**PROBLEM DETAILS**
Repeat, exactly and in full, the lines of the listing below, but without any pictures.

**RECORDS SHOWN**
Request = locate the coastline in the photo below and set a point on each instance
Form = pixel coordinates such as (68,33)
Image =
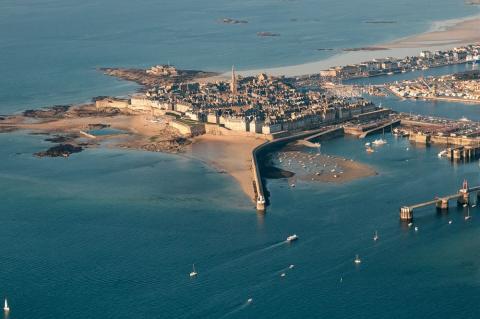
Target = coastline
(440,36)
(218,150)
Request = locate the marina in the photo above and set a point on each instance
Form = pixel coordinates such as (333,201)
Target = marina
(139,225)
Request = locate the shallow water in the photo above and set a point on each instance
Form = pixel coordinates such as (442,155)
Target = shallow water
(113,233)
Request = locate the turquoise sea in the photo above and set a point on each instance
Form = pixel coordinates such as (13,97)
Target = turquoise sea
(113,233)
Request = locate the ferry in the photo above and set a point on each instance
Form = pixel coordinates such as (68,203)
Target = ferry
(292,238)
(194,272)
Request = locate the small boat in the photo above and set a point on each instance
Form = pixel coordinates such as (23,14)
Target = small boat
(194,272)
(379,142)
(442,153)
(292,238)
(6,308)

**REPLY**
Request = locate the coastline in the photo below and set a point on each instance
Form = pixel coordinates such as (68,33)
Image =
Target = coastline
(440,36)
(218,150)
Request = locate the marina in the photo above and set a point on each instance
Form = pixel coordinates such as (333,201)
Target = marina
(139,225)
Request = locate the shallow water in the photo above and set a point on each instance
Form = pixel coordinates such as (442,155)
Target = shallow water
(113,233)
Request = locate the turquoise sea in the photo above and set a point on each instance
Form = pixel coordinates such as (13,97)
Target = turquoise sea
(113,233)
Request = locate the ferry in the photo above and set a point on each instance
Form = pixel coordinates such as (68,203)
Target = ferry
(292,238)
(194,272)
Request = locate the small boat in the photo above and set a point on each instance
Form = pixel coordinates such as (23,14)
Target = small boat
(194,272)
(379,142)
(442,153)
(292,238)
(6,308)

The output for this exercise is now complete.